>>>

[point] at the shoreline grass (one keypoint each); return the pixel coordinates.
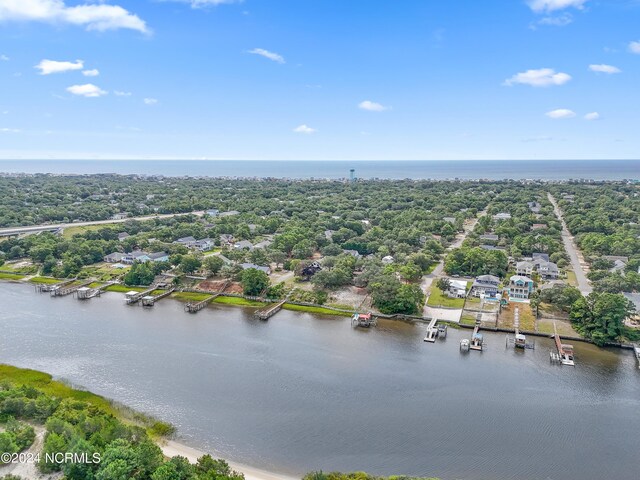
(316, 310)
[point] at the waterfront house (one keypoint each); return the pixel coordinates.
(547, 270)
(204, 244)
(243, 245)
(525, 268)
(247, 266)
(114, 257)
(159, 257)
(485, 285)
(520, 287)
(188, 242)
(226, 239)
(489, 237)
(136, 256)
(457, 289)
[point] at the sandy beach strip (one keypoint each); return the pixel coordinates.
(171, 448)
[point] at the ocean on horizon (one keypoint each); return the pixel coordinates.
(400, 169)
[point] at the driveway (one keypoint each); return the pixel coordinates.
(577, 260)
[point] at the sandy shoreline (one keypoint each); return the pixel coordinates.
(172, 448)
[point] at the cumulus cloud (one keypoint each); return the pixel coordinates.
(267, 54)
(87, 90)
(92, 16)
(602, 68)
(560, 113)
(372, 106)
(541, 6)
(304, 129)
(47, 67)
(543, 77)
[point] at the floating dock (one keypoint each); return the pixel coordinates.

<<<

### [About this task]
No pictures belong in the copy. Repeat the listing above exactly.

### [Result for this exercise]
[point] at the shoreline grass (one keypoint each); return the pixel coordinates.
(316, 310)
[point] at the waterfront house (one keypoint each); return the pixel coordinates.
(547, 270)
(204, 244)
(243, 245)
(525, 268)
(247, 266)
(114, 257)
(159, 257)
(485, 285)
(520, 287)
(188, 242)
(226, 239)
(489, 237)
(136, 256)
(457, 289)
[point] at the sandy beach strip (one keypoint each); return the pixel coordinates.
(171, 448)
[point] at the ocean on horizon (one keypoint each); return the pixel coordinates.
(400, 169)
[point] at the driveway (one keypoint each); return the pixel coordinates.
(577, 260)
[point] at the sandy shoreline (one keypoint each); return the pixel coordinates.
(172, 448)
[point] at the cumulus cloud (one keypoint each); return the pixel coordinates.
(267, 54)
(87, 90)
(92, 16)
(602, 68)
(560, 113)
(372, 106)
(541, 6)
(304, 129)
(47, 67)
(543, 77)
[point] at the floating dock (one keypoint each); return the pixel coordinates.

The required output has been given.